=== PROVIDED TEXT ===
=== Begin Enclosure ===

STORY HIGHLIGHTS
- NEW: About 1,000 people have reported injuries, state news agency reports
- Meteor strike and Friday's asteroid flyby are unrelated, a NASA spokesman says
- A meteoroid entered the atmosphere and shattered into fragments, scientists say
- A bright white flash appeared in the sky for a few seconds, followed by a heavy bang
The number of injured has continued to rise through the day as new reports come in from across a swath of central Russia.
As of late afternoon
local time, the Interior Ministry said about 1,000 people had been hurt,
including more than 200 children, the state-run RIA Novosti news agency
said.
Most of those hurt are in
the Chelyabinsk region, the news agency said. The vast majority of
injuries are not thought to be serious.
Photos: Meteor hits Russian region
About 3,000 buildings
have sustained damage -- mostly broken glass -- as a result of the shock
waves caused by the blast, the news agency reported.

=== End Enclosure ===

=== ENTRIES SHOWN ===

=== Begin Enclosure ===

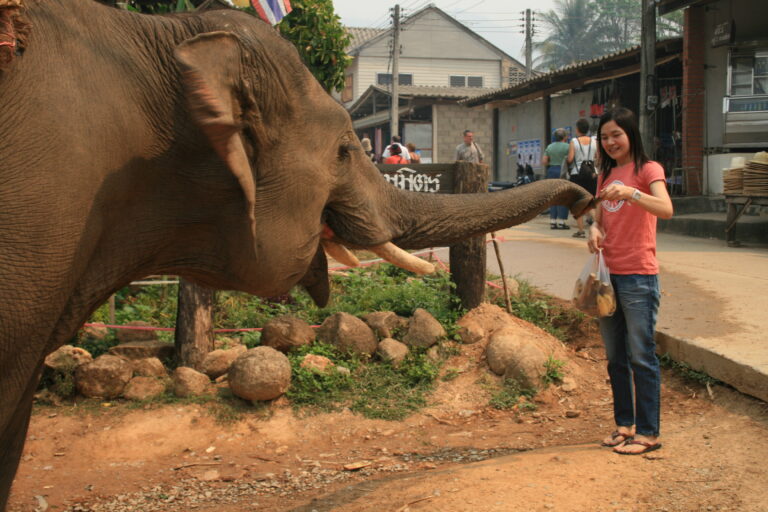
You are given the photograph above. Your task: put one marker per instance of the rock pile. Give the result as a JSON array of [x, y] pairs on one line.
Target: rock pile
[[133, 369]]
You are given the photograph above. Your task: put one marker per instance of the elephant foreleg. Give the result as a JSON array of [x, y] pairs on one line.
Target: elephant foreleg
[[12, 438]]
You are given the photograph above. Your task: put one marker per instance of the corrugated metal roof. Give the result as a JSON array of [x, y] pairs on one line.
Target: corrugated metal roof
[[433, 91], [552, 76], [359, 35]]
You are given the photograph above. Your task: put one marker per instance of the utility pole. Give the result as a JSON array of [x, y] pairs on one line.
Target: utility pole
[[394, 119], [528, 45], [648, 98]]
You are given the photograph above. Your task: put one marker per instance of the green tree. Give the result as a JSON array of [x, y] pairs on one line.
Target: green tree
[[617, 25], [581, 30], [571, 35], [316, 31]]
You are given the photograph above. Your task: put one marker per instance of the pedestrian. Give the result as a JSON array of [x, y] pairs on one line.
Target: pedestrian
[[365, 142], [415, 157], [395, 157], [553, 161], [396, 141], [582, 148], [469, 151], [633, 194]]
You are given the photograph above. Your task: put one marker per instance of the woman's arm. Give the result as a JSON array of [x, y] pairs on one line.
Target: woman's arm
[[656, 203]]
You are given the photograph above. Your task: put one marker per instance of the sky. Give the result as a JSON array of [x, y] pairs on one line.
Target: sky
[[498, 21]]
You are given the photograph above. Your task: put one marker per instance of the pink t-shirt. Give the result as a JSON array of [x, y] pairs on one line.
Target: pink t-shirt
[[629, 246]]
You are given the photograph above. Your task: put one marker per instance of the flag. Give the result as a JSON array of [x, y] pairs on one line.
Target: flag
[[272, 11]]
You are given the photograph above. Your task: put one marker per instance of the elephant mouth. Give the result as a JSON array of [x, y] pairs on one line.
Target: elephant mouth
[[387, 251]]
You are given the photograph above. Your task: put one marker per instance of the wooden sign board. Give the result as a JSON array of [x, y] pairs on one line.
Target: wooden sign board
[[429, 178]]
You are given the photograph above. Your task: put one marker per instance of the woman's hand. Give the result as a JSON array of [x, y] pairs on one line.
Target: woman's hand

=== End Enclosure ===

=== WORK ORDER 1 ===
According to the meteor report, about how many buildings sustained damage from the shock waves?
=== WORK ORDER 2 ===
Please extract, word for word from the meteor report, the stretch from "STORY HIGHLIGHTS" through "of central Russia.".
The records have no connection to the meteor report.

=== EXERCISE RESPONSE 1 ===
About 3,000 buildings.

=== EXERCISE RESPONSE 2 ===
STORY HIGHLIGHTS
- NEW: About 1,000 people have reported injuries, state news agency reports
- Meteor strike and Friday's asteroid flyby are unrelated, a NASA spokesman says
- A meteoroid entered the atmosphere and shattered into fragments, scientists say
- A bright white flash appeared in the sky for a few seconds, followed by a heavy bang
The number of injured has continued to rise through the day as new reports come in from across a swath of central Russia.